WRITTEN TASK: Reproduce the listing below from its first line through the line containing "pixel 72 231", including both ends, and leave out the pictures.

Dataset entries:
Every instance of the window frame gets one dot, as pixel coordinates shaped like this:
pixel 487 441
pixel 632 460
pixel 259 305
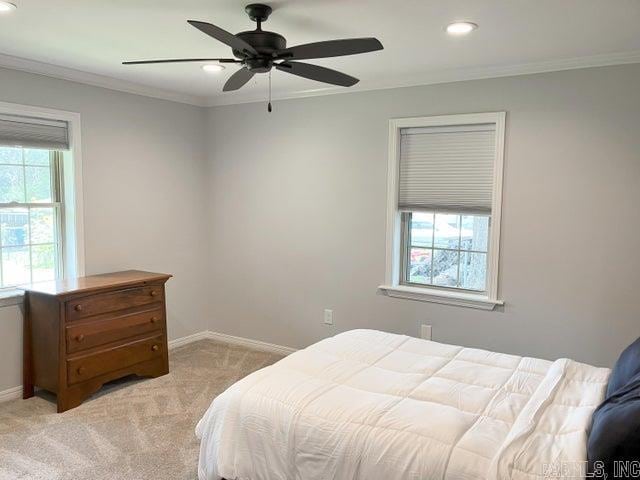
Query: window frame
pixel 71 216
pixel 57 204
pixel 406 245
pixel 394 285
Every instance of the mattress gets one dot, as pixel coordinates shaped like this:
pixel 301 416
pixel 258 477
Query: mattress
pixel 371 405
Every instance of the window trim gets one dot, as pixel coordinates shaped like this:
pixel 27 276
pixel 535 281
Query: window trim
pixel 393 286
pixel 72 231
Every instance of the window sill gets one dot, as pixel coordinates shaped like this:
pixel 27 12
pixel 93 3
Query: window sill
pixel 11 297
pixel 460 299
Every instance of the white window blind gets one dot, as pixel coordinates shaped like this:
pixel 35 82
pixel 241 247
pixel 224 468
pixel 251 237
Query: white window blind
pixel 447 168
pixel 31 132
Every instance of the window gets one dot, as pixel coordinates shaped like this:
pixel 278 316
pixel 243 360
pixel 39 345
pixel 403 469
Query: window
pixel 41 235
pixel 30 215
pixel 445 183
pixel 445 250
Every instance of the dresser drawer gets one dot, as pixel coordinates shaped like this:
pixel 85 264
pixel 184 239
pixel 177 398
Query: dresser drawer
pixel 112 301
pixel 85 335
pixel 89 366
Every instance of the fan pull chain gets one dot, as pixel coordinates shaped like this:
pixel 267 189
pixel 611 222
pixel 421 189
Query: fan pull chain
pixel 269 104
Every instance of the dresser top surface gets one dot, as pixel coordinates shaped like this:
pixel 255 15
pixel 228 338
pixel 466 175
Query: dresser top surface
pixel 95 282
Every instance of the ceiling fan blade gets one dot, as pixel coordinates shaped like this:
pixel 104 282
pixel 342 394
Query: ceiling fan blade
pixel 182 60
pixel 321 74
pixel 238 79
pixel 223 36
pixel 330 48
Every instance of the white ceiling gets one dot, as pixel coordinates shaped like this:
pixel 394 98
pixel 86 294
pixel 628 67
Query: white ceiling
pixel 93 37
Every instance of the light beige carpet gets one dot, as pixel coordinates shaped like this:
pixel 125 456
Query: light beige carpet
pixel 132 429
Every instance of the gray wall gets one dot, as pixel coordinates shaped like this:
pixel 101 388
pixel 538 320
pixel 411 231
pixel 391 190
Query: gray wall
pixel 285 214
pixel 298 215
pixel 144 195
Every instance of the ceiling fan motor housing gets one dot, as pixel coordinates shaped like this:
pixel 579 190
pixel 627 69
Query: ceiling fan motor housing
pixel 265 43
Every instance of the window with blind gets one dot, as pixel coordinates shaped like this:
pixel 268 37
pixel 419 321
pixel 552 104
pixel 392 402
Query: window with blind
pixel 31 200
pixel 444 207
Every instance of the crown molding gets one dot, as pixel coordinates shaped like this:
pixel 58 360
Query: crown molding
pixel 431 78
pixel 443 76
pixel 103 81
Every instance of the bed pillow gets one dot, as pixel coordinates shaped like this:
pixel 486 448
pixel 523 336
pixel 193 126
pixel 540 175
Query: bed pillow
pixel 615 431
pixel 615 428
pixel 627 367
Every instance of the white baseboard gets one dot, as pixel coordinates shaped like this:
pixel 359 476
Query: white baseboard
pixel 16 392
pixel 251 343
pixel 179 342
pixel 12 393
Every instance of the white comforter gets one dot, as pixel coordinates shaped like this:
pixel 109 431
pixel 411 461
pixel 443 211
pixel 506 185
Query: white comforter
pixel 370 405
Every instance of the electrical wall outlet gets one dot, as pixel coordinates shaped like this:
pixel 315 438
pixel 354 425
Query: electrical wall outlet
pixel 425 332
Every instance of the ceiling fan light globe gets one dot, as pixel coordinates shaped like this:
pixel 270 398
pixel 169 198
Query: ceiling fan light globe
pixel 461 28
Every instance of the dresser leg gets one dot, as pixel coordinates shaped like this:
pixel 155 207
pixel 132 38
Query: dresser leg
pixel 68 400
pixel 27 361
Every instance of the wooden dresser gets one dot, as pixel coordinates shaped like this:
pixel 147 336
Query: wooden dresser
pixel 83 332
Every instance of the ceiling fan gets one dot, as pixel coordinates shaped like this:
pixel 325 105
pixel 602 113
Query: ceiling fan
pixel 258 51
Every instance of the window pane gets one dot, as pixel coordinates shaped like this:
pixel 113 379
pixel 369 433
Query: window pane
pixel 36 157
pixel 473 271
pixel 43 258
pixel 421 229
pixel 445 268
pixel 475 233
pixel 15 266
pixel 14 224
pixel 42 225
pixel 11 155
pixel 420 265
pixel 38 184
pixel 447 233
pixel 11 184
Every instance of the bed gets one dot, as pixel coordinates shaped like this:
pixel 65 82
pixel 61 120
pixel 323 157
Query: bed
pixel 373 405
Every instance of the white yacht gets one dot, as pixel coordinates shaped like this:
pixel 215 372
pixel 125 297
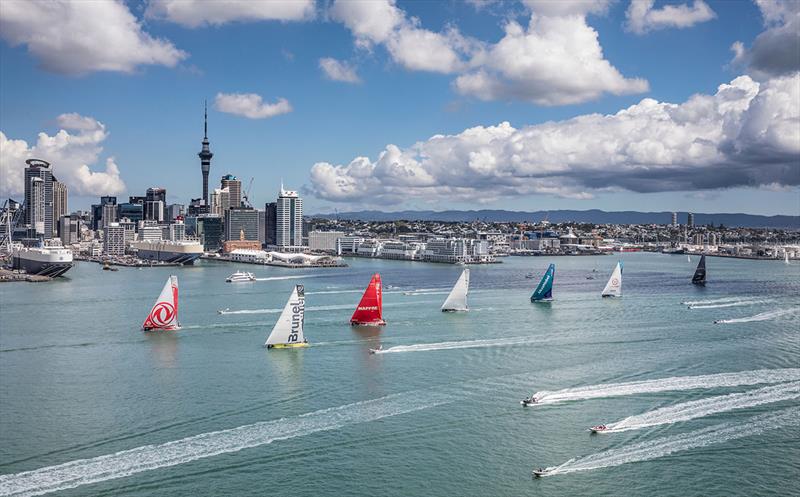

RESPONSE TO THIS TASK:
Every instance of the window frame gets one dot, as pixel coordinates shaped like this:
pixel 487 441
pixel 632 460
pixel 259 305
Query: window frame
pixel 71 216
pixel 57 204
pixel 406 245
pixel 394 285
Every instance of the mattress gets one dot, as pixel coordinates shaped like this:
pixel 301 416
pixel 258 477
Query: mattress
pixel 371 405
Every instance of the window trim gets one dot, as pixel coordinates shaped like this:
pixel 27 276
pixel 535 281
Query: window trim
pixel 393 286
pixel 72 231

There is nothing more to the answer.